Your assignment: Exactly the lines from the beginning of the records below through the line with "Q: Where does the blue" must be given again, without pictures.

-- Opening Marker --

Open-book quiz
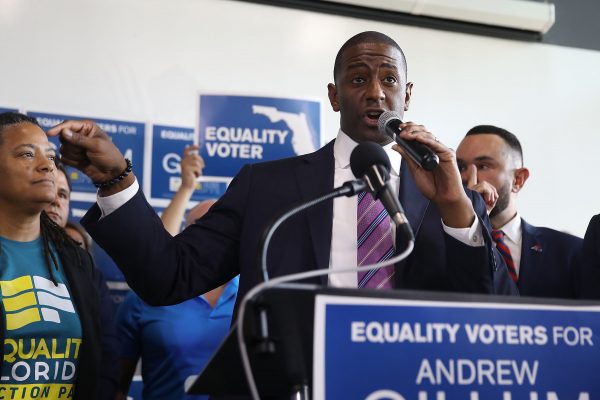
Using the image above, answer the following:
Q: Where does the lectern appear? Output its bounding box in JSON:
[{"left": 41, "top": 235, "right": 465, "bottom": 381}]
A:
[{"left": 188, "top": 284, "right": 600, "bottom": 399}]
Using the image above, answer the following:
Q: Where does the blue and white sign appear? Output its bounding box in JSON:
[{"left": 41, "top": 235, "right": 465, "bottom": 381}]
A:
[
  {"left": 0, "top": 107, "right": 18, "bottom": 113},
  {"left": 68, "top": 199, "right": 92, "bottom": 222},
  {"left": 28, "top": 111, "right": 145, "bottom": 194},
  {"left": 314, "top": 296, "right": 600, "bottom": 400},
  {"left": 150, "top": 124, "right": 227, "bottom": 201},
  {"left": 198, "top": 94, "right": 320, "bottom": 179}
]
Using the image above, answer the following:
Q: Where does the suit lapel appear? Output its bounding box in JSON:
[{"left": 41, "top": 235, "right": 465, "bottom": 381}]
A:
[
  {"left": 394, "top": 160, "right": 429, "bottom": 287},
  {"left": 295, "top": 141, "right": 335, "bottom": 284},
  {"left": 519, "top": 219, "right": 543, "bottom": 286},
  {"left": 399, "top": 159, "right": 430, "bottom": 239}
]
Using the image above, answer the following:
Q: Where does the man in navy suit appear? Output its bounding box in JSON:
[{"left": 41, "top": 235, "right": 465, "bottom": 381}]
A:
[
  {"left": 49, "top": 32, "right": 511, "bottom": 313},
  {"left": 456, "top": 125, "right": 583, "bottom": 298}
]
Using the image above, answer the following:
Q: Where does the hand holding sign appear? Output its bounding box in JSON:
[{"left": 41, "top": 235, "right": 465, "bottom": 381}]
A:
[
  {"left": 181, "top": 145, "right": 205, "bottom": 191},
  {"left": 47, "top": 120, "right": 134, "bottom": 195}
]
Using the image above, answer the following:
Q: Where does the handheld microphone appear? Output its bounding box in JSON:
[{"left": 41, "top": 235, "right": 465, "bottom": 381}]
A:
[
  {"left": 378, "top": 111, "right": 439, "bottom": 171},
  {"left": 350, "top": 142, "right": 414, "bottom": 243}
]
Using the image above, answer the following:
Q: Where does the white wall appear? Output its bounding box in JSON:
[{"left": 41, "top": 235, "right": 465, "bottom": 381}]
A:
[{"left": 1, "top": 0, "right": 598, "bottom": 236}]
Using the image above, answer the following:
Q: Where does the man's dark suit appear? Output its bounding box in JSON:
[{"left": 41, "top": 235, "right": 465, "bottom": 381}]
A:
[
  {"left": 580, "top": 214, "right": 600, "bottom": 299},
  {"left": 81, "top": 140, "right": 503, "bottom": 313},
  {"left": 516, "top": 219, "right": 583, "bottom": 298}
]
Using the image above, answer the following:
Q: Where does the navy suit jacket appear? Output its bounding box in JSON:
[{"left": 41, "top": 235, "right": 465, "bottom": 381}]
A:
[
  {"left": 82, "top": 140, "right": 506, "bottom": 314},
  {"left": 580, "top": 214, "right": 600, "bottom": 299},
  {"left": 514, "top": 219, "right": 583, "bottom": 298}
]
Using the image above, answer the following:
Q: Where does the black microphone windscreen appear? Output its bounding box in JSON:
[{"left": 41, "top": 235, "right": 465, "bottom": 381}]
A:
[
  {"left": 350, "top": 141, "right": 391, "bottom": 179},
  {"left": 378, "top": 111, "right": 402, "bottom": 137}
]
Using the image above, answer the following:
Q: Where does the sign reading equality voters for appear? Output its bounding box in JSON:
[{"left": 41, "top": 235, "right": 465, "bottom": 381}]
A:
[
  {"left": 150, "top": 124, "right": 228, "bottom": 201},
  {"left": 28, "top": 111, "right": 145, "bottom": 194},
  {"left": 197, "top": 94, "right": 321, "bottom": 180},
  {"left": 313, "top": 295, "right": 600, "bottom": 400}
]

-- Closing Marker --

Output of the exercise:
Open-book quiz
Using the image above, answer the following:
Q: Where does the lectern appear? Output its bounding box in JSON:
[{"left": 41, "top": 235, "right": 465, "bottom": 381}]
A:
[{"left": 188, "top": 284, "right": 600, "bottom": 399}]
Using the image above, answer the following:
Q: Where does the blue and white sign appear? Output its bounding box in JSON:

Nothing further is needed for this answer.